• **WHAT TO WORK ON**: Some lines below may hold the string "hearth". Count them and give only the total.

Referring expression pointing data
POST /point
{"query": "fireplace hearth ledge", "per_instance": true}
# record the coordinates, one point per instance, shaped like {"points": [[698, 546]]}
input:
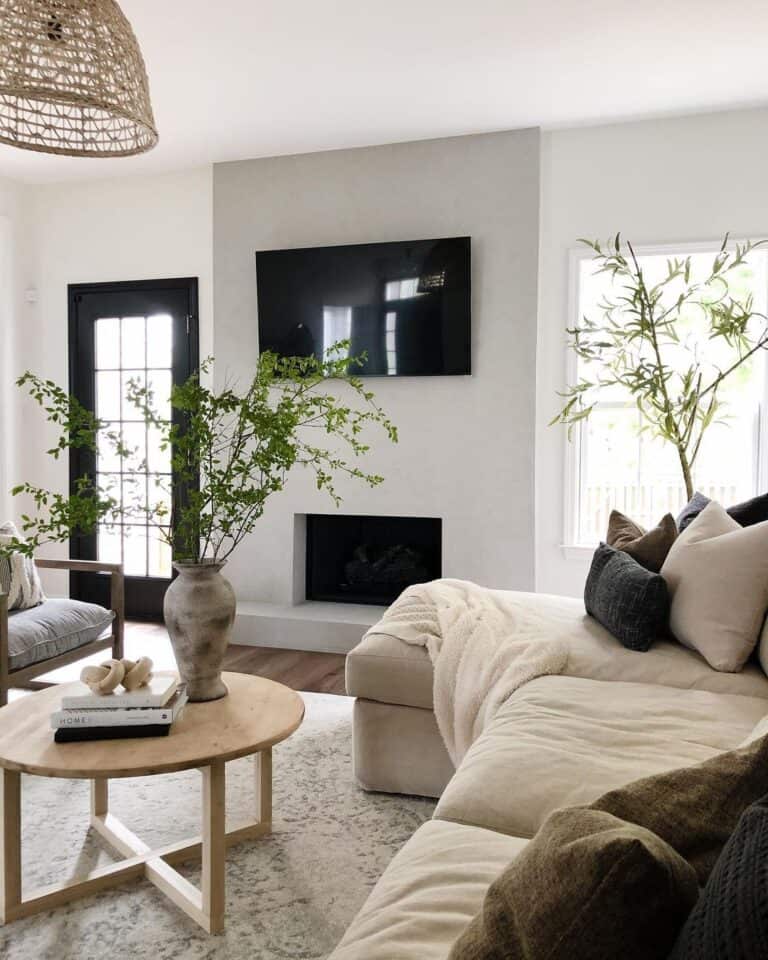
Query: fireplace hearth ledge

* * *

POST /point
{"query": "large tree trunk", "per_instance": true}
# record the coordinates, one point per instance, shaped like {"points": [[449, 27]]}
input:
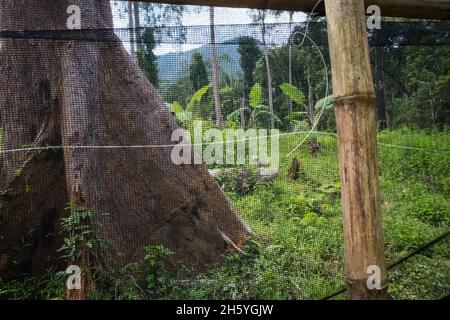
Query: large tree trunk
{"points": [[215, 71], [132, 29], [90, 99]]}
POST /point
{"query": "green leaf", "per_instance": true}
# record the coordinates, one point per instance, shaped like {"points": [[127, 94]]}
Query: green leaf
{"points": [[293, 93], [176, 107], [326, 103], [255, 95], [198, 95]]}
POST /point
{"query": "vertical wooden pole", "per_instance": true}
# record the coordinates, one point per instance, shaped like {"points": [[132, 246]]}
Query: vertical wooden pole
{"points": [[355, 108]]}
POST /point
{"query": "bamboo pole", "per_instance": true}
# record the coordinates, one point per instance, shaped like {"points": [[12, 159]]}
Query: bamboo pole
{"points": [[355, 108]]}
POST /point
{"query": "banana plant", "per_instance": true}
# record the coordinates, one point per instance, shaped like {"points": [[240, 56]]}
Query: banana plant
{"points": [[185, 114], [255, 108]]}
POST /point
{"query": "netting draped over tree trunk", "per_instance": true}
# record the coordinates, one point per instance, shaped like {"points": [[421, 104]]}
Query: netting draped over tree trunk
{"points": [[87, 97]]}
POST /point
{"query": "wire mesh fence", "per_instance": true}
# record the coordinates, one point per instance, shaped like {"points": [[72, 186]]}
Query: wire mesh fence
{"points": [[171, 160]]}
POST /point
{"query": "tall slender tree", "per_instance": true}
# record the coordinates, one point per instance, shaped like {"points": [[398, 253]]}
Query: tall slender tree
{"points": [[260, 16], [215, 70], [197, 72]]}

• **REPLY TO THE TASK**: 2